Image region labeling entries:
☆ ☆ ☆ ☆ ☆ ☆ ☆
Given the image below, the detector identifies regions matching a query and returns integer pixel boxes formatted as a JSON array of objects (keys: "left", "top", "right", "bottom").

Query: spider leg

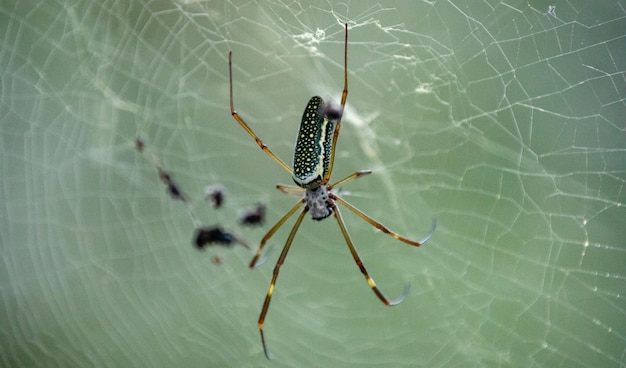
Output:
[
  {"left": 328, "top": 170, "right": 372, "bottom": 190},
  {"left": 258, "top": 206, "right": 309, "bottom": 359},
  {"left": 332, "top": 203, "right": 409, "bottom": 306},
  {"left": 249, "top": 198, "right": 304, "bottom": 268},
  {"left": 329, "top": 193, "right": 437, "bottom": 247},
  {"left": 228, "top": 51, "right": 292, "bottom": 175},
  {"left": 322, "top": 23, "right": 348, "bottom": 185}
]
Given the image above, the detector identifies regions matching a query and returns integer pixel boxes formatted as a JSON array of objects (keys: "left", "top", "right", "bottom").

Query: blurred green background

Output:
[{"left": 0, "top": 0, "right": 626, "bottom": 367}]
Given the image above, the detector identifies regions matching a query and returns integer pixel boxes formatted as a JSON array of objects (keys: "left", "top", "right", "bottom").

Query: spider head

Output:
[{"left": 304, "top": 185, "right": 333, "bottom": 221}]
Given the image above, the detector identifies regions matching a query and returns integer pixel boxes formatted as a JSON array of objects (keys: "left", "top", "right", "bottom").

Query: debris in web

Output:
[
  {"left": 239, "top": 203, "right": 265, "bottom": 226},
  {"left": 134, "top": 137, "right": 265, "bottom": 265}
]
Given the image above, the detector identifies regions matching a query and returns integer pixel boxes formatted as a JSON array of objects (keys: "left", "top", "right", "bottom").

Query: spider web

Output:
[{"left": 0, "top": 0, "right": 626, "bottom": 367}]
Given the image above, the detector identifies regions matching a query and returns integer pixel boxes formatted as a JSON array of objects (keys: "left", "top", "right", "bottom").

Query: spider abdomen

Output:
[{"left": 293, "top": 96, "right": 340, "bottom": 189}]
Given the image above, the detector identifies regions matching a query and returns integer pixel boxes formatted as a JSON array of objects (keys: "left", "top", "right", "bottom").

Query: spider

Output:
[{"left": 228, "top": 24, "right": 437, "bottom": 359}]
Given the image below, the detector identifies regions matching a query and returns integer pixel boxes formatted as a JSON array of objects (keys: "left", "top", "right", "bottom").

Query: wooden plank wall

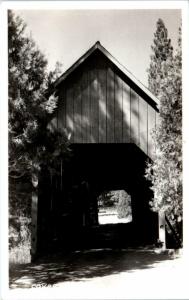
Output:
[{"left": 52, "top": 59, "right": 157, "bottom": 158}]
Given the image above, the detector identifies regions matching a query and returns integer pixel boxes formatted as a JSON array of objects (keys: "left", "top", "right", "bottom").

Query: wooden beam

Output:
[
  {"left": 31, "top": 174, "right": 38, "bottom": 261},
  {"left": 159, "top": 212, "right": 166, "bottom": 250}
]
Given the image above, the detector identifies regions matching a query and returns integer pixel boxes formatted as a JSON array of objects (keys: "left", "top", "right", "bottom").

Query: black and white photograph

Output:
[{"left": 0, "top": 1, "right": 189, "bottom": 300}]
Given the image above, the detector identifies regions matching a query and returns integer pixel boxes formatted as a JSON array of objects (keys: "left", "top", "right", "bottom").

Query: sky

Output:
[{"left": 15, "top": 9, "right": 181, "bottom": 86}]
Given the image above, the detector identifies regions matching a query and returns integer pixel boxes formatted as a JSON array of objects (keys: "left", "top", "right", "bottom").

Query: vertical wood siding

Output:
[{"left": 55, "top": 58, "right": 158, "bottom": 158}]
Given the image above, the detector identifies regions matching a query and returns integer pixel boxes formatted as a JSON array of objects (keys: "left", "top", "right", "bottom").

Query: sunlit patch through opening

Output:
[{"left": 98, "top": 190, "right": 132, "bottom": 224}]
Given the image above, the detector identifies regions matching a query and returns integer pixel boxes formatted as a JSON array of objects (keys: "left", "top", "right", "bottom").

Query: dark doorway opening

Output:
[
  {"left": 97, "top": 190, "right": 132, "bottom": 224},
  {"left": 38, "top": 144, "right": 158, "bottom": 252}
]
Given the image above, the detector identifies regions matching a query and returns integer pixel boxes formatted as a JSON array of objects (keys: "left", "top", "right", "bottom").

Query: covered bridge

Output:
[{"left": 32, "top": 42, "right": 165, "bottom": 254}]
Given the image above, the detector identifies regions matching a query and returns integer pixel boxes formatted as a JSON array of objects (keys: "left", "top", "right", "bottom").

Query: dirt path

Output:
[{"left": 10, "top": 249, "right": 186, "bottom": 300}]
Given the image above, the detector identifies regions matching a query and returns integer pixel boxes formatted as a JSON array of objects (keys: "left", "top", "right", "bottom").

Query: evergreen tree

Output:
[
  {"left": 8, "top": 11, "right": 68, "bottom": 216},
  {"left": 147, "top": 23, "right": 182, "bottom": 239},
  {"left": 148, "top": 19, "right": 173, "bottom": 96}
]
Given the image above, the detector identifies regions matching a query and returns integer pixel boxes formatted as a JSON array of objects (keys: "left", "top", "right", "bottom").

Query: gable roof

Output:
[{"left": 54, "top": 41, "right": 159, "bottom": 106}]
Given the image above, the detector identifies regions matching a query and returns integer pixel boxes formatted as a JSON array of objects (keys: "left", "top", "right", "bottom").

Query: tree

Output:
[
  {"left": 146, "top": 21, "right": 182, "bottom": 239},
  {"left": 148, "top": 19, "right": 173, "bottom": 96},
  {"left": 8, "top": 11, "right": 68, "bottom": 217}
]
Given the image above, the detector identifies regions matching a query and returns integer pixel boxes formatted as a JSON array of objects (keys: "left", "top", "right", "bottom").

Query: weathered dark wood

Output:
[
  {"left": 98, "top": 66, "right": 107, "bottom": 143},
  {"left": 139, "top": 97, "right": 148, "bottom": 153},
  {"left": 114, "top": 74, "right": 123, "bottom": 143},
  {"left": 122, "top": 81, "right": 131, "bottom": 143},
  {"left": 49, "top": 48, "right": 158, "bottom": 158},
  {"left": 81, "top": 68, "right": 90, "bottom": 143},
  {"left": 131, "top": 90, "right": 139, "bottom": 145},
  {"left": 73, "top": 80, "right": 82, "bottom": 143},
  {"left": 66, "top": 85, "right": 75, "bottom": 141},
  {"left": 90, "top": 65, "right": 99, "bottom": 143},
  {"left": 106, "top": 68, "right": 115, "bottom": 143}
]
☆ ☆ ☆ ☆ ☆ ☆ ☆
Pull out each line of the entries above that contains the word "spider", keeping every line in its original order.

Query: spider leg
Query: spider head
Query: spider web
Query: spider abdomen
Query: spider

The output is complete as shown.